- Document extract:
- Opening Delimiter -

Woman's family blames Coca-Cola for death Print E-mail
Written by Robert Smith   
Friday, 20 April 2012
A deadly Coke habit may have contributed to the death of a woman in New Zealand who drank a staggering two gallons of Coca-Cola a day, experts said.

Natasha Harris, a stay-at-home mother of eight, died in February of 2010 of a heart attack at the age of 30, the Associated Press reports.

She drank between 2.1 and 2.6 gallons of the soda every day her partner Chris Hodgkinson testified.

"The first thing she would do in the morning was to have a drink of Coke beside her bed and the last thing she would do at night was have a drink of Coke," Hodgkinson said in a deposition. "She was addicted to Coke."

Hodgkinson said this week that Coca-Cola should put warning labels its products, New Zealand news site Stuff.co.nz reports.

Dr. Dan Mornin testified Thursday that Harris probably suffered from hypokalemia, or low potassium, as a result of her Coca-Cola habit, the site reported.

The toxic levels of caffiene in the product could have also contributed to Harris’ death, Mornin testified.

Harris also smoked about 30 cigarettes a day and had poor nutrition, her family testified.


“They didn’t live the best lives, but Tasha always put those kids first,” her sister Raelene Finlayson said, according to local news outlet Fairfax Media. “They never went without food or anything like that."

- Closing Delimiter -

- Problem set:
[1] Which news outlets does the article on Natasha Harris's death name as sources for its reporting?
[2] In the Coca-Cola death article, how much soda did Natasha Harris drink each day, according to her partner's testimony?
[3] Extend the article about the New Zealand woman's Coca-Cola habit with a few more paragraphs, picking up after its last sentence.

- Dataset excerpts:
- Opening Delimiter -

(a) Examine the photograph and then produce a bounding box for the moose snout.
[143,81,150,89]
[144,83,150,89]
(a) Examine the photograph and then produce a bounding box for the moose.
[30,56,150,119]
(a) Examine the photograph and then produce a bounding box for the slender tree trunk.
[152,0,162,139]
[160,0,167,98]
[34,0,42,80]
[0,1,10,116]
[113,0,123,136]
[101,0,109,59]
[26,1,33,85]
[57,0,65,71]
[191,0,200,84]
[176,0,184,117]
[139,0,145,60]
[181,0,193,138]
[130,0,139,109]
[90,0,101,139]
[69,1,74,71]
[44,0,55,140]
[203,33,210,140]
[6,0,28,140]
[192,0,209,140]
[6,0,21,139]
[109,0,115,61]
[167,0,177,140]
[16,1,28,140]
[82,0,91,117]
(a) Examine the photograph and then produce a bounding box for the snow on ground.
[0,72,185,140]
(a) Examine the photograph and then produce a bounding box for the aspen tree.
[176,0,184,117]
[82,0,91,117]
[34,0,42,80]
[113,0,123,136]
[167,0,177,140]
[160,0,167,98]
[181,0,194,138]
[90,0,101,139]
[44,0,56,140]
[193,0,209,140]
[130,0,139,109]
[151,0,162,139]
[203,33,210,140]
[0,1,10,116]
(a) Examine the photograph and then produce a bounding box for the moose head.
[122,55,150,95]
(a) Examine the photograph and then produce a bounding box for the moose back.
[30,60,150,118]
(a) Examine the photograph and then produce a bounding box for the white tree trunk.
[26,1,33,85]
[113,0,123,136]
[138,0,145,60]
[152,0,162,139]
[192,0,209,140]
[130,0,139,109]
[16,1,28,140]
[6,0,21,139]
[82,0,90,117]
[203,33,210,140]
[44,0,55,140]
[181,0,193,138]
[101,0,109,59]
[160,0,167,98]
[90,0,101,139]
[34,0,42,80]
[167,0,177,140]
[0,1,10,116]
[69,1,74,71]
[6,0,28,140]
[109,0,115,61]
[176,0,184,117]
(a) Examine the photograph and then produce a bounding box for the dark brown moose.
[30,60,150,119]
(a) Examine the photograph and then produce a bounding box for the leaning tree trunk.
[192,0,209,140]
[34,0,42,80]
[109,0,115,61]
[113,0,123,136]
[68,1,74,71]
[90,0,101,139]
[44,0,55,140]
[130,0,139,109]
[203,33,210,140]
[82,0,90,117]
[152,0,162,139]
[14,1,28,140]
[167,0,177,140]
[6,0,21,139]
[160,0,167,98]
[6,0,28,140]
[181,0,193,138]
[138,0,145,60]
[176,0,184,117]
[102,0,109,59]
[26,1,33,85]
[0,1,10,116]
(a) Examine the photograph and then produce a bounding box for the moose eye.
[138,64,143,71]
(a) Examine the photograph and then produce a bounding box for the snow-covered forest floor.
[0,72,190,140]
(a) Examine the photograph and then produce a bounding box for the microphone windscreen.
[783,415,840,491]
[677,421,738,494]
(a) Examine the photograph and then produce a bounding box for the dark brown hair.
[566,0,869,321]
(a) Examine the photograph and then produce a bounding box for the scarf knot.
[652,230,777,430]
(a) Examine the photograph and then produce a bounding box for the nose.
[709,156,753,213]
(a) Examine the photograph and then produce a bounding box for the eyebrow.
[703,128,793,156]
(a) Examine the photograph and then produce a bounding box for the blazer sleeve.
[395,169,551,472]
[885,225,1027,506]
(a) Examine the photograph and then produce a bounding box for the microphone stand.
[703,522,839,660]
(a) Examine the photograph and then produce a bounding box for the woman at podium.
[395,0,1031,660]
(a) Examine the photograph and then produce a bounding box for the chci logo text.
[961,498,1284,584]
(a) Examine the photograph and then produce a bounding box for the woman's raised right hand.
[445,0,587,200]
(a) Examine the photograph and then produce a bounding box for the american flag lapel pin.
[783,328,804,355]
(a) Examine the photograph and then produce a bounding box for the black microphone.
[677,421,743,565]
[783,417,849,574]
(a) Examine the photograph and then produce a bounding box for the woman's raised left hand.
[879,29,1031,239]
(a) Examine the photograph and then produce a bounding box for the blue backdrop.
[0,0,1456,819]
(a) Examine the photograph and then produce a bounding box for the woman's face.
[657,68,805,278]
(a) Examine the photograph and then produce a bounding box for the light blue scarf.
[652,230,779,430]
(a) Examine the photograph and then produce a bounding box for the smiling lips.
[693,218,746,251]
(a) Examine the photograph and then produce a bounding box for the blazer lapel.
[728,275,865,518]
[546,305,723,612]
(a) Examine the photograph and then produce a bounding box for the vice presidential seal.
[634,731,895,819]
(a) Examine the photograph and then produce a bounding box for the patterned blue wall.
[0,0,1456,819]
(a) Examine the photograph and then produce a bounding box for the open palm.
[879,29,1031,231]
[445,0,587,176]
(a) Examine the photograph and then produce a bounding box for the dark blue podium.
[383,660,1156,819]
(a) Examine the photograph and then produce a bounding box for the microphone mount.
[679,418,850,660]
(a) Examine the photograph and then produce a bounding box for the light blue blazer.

- Closing Delimiter -

- Responses for each task:
[1] Associated Press, Stuff.co.nz, Fairfax Media

[2] Between 2.1 and 2.6 gallons of Coca-Cola every day.

[3]
She added that she didn’t personally hold Coca-Cola responsible for her sister’s death.

“Nobody forced Tasha to drink all that ...” she testified. “It’s like anything, we all know anything in moderation is ok.”

An inquest is normally held in New Zealand for unusual or unexplained deaths, according to The AP.

Coca-Cola said in a statement it confident its products are safe.

"We concur with the information shared by the coroner's office that the grossly excessive ingestion of any food product, including water, over a short period of time with the inadequate consumption of essential nutrients, and the failure to seek appropriate medical intervention when needed, can be dramatically symptomatic ...” the statement read.

"We believe that all foods and beverages can have a place in a balanced and sensible diet combined with an active lifestyle."